■ **Problem**:
In the rows below, switch "integer" to "whole-number" throughout the stretch from the line containing "Mark the rusty" through the line containing "1273 422 1343 553". Return only those lines, with everything else unchanged.

■ **Records for the task**:
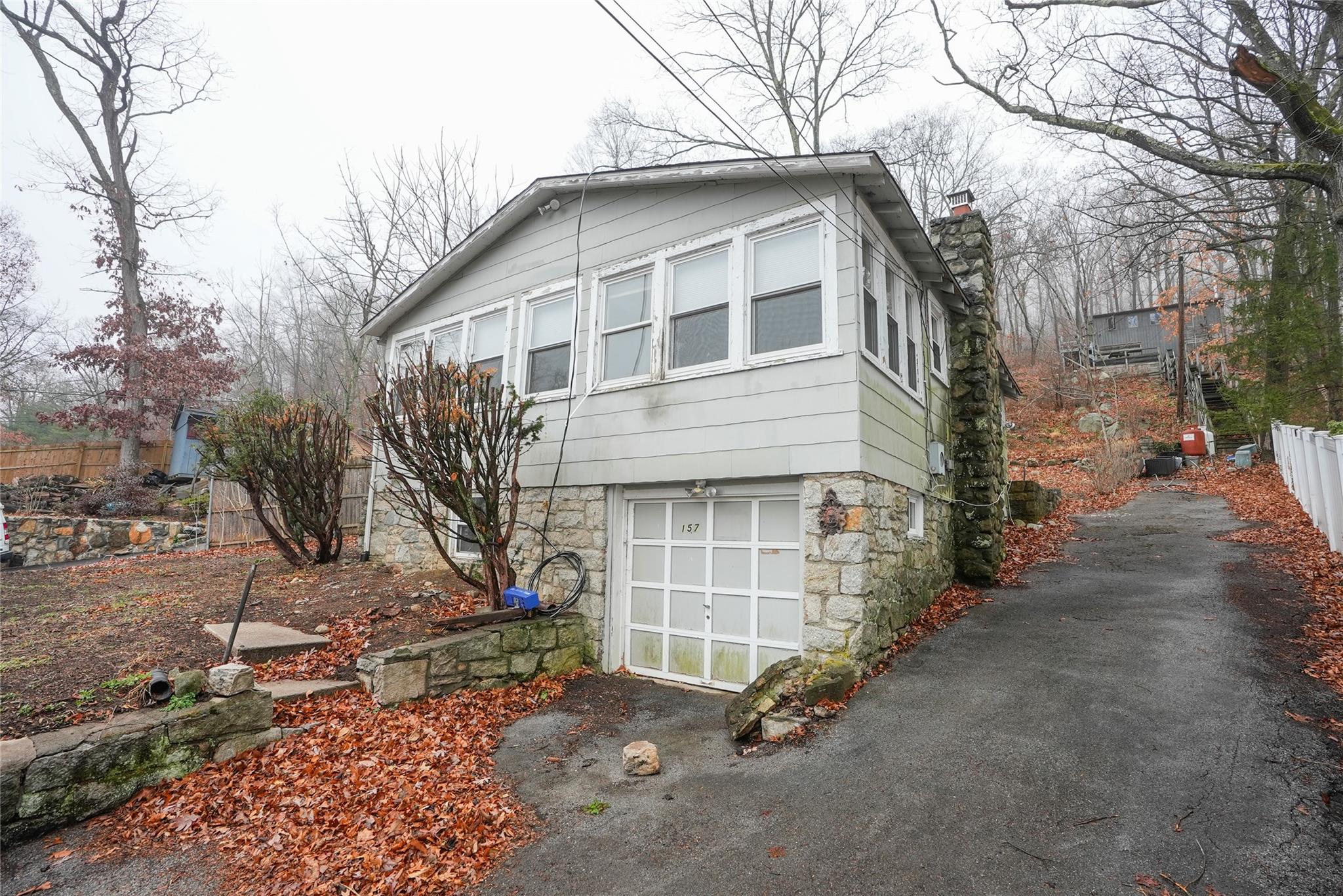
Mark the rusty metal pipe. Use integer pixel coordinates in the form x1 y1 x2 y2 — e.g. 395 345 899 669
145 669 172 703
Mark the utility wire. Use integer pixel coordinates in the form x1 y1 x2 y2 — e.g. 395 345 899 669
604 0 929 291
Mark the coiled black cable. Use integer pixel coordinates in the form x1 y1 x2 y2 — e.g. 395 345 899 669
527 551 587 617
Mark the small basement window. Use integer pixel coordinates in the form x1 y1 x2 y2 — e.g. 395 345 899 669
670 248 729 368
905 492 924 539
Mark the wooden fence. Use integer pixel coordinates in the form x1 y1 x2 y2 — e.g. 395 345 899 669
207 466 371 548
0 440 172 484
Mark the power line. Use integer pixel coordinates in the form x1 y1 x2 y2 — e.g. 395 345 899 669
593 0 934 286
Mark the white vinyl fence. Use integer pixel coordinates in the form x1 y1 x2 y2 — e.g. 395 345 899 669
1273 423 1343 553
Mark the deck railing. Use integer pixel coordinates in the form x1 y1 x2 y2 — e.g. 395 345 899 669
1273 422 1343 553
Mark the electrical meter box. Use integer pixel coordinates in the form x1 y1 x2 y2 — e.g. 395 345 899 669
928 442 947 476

==

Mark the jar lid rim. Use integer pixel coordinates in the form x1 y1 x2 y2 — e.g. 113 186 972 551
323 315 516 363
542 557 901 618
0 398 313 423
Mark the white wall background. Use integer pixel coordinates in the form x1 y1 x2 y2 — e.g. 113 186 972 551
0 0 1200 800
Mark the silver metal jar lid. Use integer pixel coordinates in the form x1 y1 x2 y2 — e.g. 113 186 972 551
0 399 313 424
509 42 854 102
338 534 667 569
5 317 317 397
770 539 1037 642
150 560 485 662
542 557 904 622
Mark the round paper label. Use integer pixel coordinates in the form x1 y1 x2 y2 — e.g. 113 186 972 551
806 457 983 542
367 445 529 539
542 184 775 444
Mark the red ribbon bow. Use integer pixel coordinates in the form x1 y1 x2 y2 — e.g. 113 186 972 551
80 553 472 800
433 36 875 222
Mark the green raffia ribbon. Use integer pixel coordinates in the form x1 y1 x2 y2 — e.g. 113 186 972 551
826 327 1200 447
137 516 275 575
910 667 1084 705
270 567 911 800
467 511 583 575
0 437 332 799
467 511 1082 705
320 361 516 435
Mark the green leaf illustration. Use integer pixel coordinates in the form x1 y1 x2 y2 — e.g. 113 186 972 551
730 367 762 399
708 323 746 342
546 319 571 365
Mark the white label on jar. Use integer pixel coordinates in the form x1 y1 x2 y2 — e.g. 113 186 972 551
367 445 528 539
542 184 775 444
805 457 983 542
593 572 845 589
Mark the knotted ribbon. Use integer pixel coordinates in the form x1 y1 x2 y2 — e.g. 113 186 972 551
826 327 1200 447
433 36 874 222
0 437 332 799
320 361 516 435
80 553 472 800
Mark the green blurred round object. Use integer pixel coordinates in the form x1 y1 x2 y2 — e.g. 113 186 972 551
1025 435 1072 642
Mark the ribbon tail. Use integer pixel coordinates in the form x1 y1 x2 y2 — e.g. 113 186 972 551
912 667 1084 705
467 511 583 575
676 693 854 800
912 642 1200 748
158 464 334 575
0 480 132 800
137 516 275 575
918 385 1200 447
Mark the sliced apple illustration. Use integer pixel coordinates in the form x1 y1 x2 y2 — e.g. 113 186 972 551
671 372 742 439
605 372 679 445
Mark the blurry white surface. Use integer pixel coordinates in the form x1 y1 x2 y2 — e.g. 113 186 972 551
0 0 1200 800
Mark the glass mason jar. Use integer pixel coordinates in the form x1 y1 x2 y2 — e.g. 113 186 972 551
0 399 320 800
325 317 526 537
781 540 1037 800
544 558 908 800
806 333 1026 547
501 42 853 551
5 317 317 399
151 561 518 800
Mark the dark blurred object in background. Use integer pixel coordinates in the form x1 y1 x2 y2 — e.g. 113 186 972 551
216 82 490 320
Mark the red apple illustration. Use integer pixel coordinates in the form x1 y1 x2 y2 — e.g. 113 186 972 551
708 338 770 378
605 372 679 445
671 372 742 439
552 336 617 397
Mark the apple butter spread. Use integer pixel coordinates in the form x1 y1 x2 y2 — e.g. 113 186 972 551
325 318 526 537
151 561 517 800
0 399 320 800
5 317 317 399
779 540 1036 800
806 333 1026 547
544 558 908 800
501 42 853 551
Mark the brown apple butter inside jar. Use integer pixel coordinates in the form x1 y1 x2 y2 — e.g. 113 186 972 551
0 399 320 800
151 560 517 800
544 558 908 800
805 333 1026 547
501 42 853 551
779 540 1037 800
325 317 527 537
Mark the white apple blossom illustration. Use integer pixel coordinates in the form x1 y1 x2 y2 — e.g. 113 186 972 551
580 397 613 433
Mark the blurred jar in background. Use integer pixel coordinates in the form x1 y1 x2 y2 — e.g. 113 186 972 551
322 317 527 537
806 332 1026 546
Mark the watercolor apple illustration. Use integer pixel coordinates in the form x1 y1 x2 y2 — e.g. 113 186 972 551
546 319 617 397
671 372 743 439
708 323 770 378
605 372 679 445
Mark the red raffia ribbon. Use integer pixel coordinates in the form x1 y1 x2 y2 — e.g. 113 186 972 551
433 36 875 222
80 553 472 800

■ **Answer to this task**:
Mark the rusty metal pipe. Use whole-number pixel coordinates in the form x1 y1 x2 y2 — e.g. 395 345 899 669
145 669 172 703
Mark the utility wire. Use whole-number pixel coordinates in the form x1 y1 x2 y2 — e.g. 395 345 899 669
604 0 929 291
Mark the coiled black cable. Use whole-number pixel coordinates in the form x1 y1 x2 y2 — e.g. 395 345 899 669
527 551 587 617
Mark the small basement window. Use whole-number pixel coordinates in the form x1 y1 x2 y2 — e.g. 395 345 899 669
670 248 729 368
905 492 924 539
Mark the wooden fence. Use whole-number pixel coordinates in the form x1 y1 x2 y2 — e.g. 395 345 899 669
207 466 371 548
0 440 172 484
Mark the power line. Use whole-number pixel coordinates in the form x1 y1 x2 y2 — e.g. 395 345 899 669
593 0 934 286
Mark the white vinyl fence. Use whole-number pixel coordinates in the form x1 y1 x2 y2 — e.g. 395 345 899 669
1273 423 1343 553
Mark the deck railing. Use whole-number pixel coordinates in the form x1 y1 x2 y2 — e.g. 395 345 899 669
1273 422 1343 553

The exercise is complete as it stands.